• _Natural-language object grounding data_:
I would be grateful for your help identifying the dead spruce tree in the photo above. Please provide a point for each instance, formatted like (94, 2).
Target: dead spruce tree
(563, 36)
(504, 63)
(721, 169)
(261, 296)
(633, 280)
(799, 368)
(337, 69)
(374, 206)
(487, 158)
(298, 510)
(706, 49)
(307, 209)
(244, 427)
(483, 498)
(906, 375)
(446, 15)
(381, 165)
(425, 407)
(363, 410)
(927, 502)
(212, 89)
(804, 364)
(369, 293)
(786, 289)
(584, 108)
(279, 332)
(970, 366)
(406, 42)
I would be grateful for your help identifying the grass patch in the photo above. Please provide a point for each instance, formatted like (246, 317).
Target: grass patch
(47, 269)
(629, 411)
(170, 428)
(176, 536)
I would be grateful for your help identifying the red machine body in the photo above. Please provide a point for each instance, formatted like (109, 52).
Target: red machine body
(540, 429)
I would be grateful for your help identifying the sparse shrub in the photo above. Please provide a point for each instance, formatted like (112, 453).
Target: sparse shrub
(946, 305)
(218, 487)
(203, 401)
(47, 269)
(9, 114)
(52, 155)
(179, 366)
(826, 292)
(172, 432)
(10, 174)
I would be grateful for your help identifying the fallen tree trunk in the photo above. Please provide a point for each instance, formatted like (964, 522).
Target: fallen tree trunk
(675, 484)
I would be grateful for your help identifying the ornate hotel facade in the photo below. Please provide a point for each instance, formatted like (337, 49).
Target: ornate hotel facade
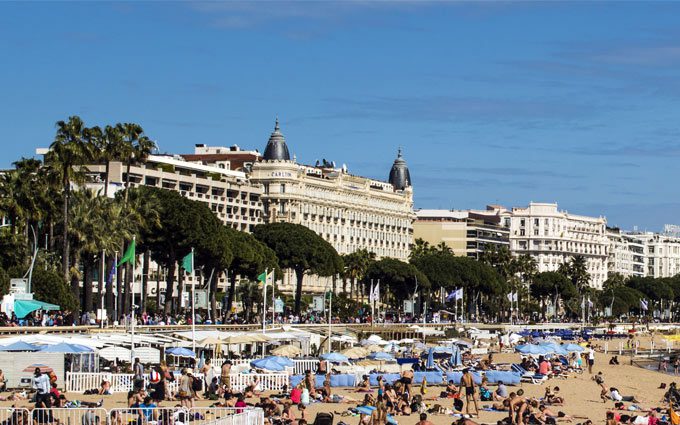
(553, 237)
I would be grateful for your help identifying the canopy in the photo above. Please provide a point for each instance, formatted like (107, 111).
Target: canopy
(380, 356)
(334, 357)
(64, 347)
(24, 307)
(180, 352)
(573, 347)
(532, 349)
(19, 346)
(355, 353)
(287, 351)
(114, 353)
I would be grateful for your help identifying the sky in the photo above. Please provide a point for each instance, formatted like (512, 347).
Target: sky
(492, 102)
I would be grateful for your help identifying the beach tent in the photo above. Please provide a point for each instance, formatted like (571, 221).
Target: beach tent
(23, 307)
(19, 346)
(532, 349)
(64, 347)
(334, 357)
(355, 353)
(180, 352)
(287, 350)
(268, 363)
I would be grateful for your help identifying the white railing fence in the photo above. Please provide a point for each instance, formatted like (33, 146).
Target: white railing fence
(161, 415)
(15, 416)
(79, 382)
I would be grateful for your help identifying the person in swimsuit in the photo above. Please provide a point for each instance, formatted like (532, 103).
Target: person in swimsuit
(468, 383)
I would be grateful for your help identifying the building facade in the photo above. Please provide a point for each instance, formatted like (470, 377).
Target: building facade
(348, 211)
(553, 237)
(466, 232)
(627, 254)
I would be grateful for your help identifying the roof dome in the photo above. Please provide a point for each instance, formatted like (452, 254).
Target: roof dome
(400, 178)
(276, 149)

• _AIM OF THE TASK_: All records should be output exactly, with the pictures left out.

• _EXERCISE ANSWER_:
I would be grateful for your help identifying the dead spruce tree in the photo above. Please provide a point for each instance, formatted like (94, 2).
Target: dead spruce tree
(563, 36)
(504, 63)
(721, 169)
(261, 296)
(633, 280)
(799, 368)
(337, 69)
(374, 206)
(487, 158)
(298, 510)
(706, 49)
(307, 209)
(244, 427)
(483, 498)
(906, 375)
(446, 15)
(381, 165)
(425, 407)
(363, 410)
(927, 502)
(212, 89)
(804, 364)
(369, 293)
(786, 289)
(584, 108)
(279, 332)
(970, 366)
(406, 42)
I would be grateful for your help identifying the grass patch in the photo above. Please provide a point for each instance, formatted like (246, 317).
Target: grass patch
(47, 269)
(629, 411)
(170, 428)
(176, 536)
I would be grateful for your help identifying the red machine body in the photo above. Please provide a point for each instance, formatted like (109, 52).
Target: red machine body
(540, 429)
I would be grateful for your help identifying the sparse shrub in the photo above. Please provide a point for each instance, formatted like (112, 453).
Target: sparse shrub
(946, 305)
(218, 487)
(203, 401)
(47, 269)
(9, 114)
(52, 155)
(179, 366)
(826, 292)
(172, 432)
(10, 174)
I would be grateful for your help identifying the fallen tree trunk in the photo above. Please provide a point for each instance, formatted like (964, 522).
Target: fallen tree trunk
(675, 484)
I would be grateful for your help identifying the ornate hotel facade in the photo below. Please provide a point for each instance, formatted like (337, 49).
Target: ornate hotel facade
(553, 237)
I would be grateful for your help identifying the canopy in the photo above. Please provide a point for each instance, formatted like (107, 111).
Target: canopy
(380, 356)
(334, 357)
(64, 347)
(24, 307)
(180, 352)
(573, 347)
(532, 349)
(19, 346)
(355, 353)
(287, 351)
(114, 353)
I would be grateful for your help identifying the sky in the photo above. Please provide a point for each instance, formatted like (512, 347).
Target: sky
(492, 102)
I would be grateful for your help identifying the beach tent in the photo above. Please provide a point for each instance, formatted like (571, 221).
Target: beach tent
(23, 307)
(19, 346)
(532, 349)
(64, 347)
(334, 357)
(355, 353)
(180, 352)
(287, 350)
(268, 363)
I would be grateful for your help identifying the white railing fence in the photo above. Please provide a point for each instance, formatted like (33, 146).
Target: white railing fence
(161, 415)
(15, 416)
(79, 382)
I would be grateful for your help identifying the person in swimsuit in the photo above. Please provide a point for each instance, formatted like (532, 103).
Target: person in swimsuit
(468, 383)
I would be grateful for your help identifying the building facade in the photo above. Please provide a point for each instance, formatted like (470, 377).
Target: building facade
(348, 211)
(553, 237)
(466, 232)
(627, 254)
I would be grateful for your help identifying the roof dome in the photo above. Please provide a point for each instance, formatted like (452, 254).
Target: roof dome
(400, 178)
(276, 149)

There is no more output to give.